(Point annotation data)
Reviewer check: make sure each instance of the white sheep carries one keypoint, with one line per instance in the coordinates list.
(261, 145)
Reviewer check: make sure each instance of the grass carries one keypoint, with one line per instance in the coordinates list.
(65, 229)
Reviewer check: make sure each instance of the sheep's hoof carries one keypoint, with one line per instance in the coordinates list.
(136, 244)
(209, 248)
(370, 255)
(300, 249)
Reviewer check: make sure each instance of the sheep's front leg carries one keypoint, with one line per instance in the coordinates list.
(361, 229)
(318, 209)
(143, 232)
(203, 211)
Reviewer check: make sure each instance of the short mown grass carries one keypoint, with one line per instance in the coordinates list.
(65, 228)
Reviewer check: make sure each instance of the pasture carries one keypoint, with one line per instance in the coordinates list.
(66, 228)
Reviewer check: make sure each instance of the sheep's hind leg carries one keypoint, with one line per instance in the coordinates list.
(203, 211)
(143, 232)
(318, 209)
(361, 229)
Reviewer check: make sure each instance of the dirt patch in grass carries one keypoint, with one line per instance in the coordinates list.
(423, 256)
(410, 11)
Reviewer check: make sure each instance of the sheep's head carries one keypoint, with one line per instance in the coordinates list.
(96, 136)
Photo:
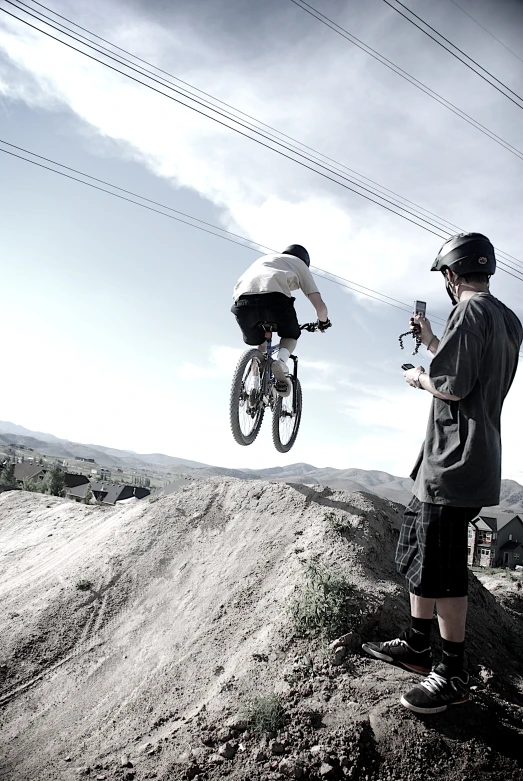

→ Exercise directions:
Could you put every line of the material above into a Markdown table with the columns "Row" and "Line", numbering the rows, skipping blank lines, and leaving the pictures out?

→ Exercise answer:
| Row | Line |
|---|---|
| 1 | Reviewer check: make sure each instance of the white sheep carries one keypoint, with one line per instance in the coordinates list. |
| 2 | (261, 145) |
| 3 | Reviewer check: make sure each instance of the grass carries one keypoint, with one line per instance in the coordinates list. |
| 4 | (65, 229) |
| 5 | Reviewer check: make sure each instance of the sheep's hoof carries one keypoint, with one line per instance in the coordinates list. |
| 6 | (136, 244) |
| 7 | (209, 248) |
| 8 | (370, 255) |
| 9 | (300, 249) |
| 10 | Reviewer check: make sure each instance of the sheep's front leg carries one keypoint, with one line per instance in the coordinates list. |
| 11 | (361, 229) |
| 12 | (318, 209) |
| 13 | (143, 232) |
| 14 | (203, 211) |
| 15 | Reviewer check: make sure each instance of the short mown grass carries one keypoint, with one line per instance in the coordinates list. |
| 16 | (65, 228) |
| 17 | Reviewer check: make sure each instance of the pasture carries one keypoint, with one line per instance in the coordinates list. |
| 18 | (66, 228) |
| 19 | Reviewer check: make sure each instance of the sheep's hind leg carries one keypoint, with one line per instance in the coordinates list. |
| 20 | (203, 211) |
| 21 | (143, 232) |
| 22 | (318, 209) |
| 23 | (361, 229) |
| 24 | Reviewer check: make sure each instance of the dirt patch in grass carries one keypoint, with one line per instance in the coordinates list. |
| 25 | (423, 256) |
| 26 | (410, 11) |
| 27 | Reviewer check: make sure each instance of the sheep's head carries one keypoint, with one line per instance in the coordinates list. |
| 28 | (96, 136) |
| 29 | Photo: |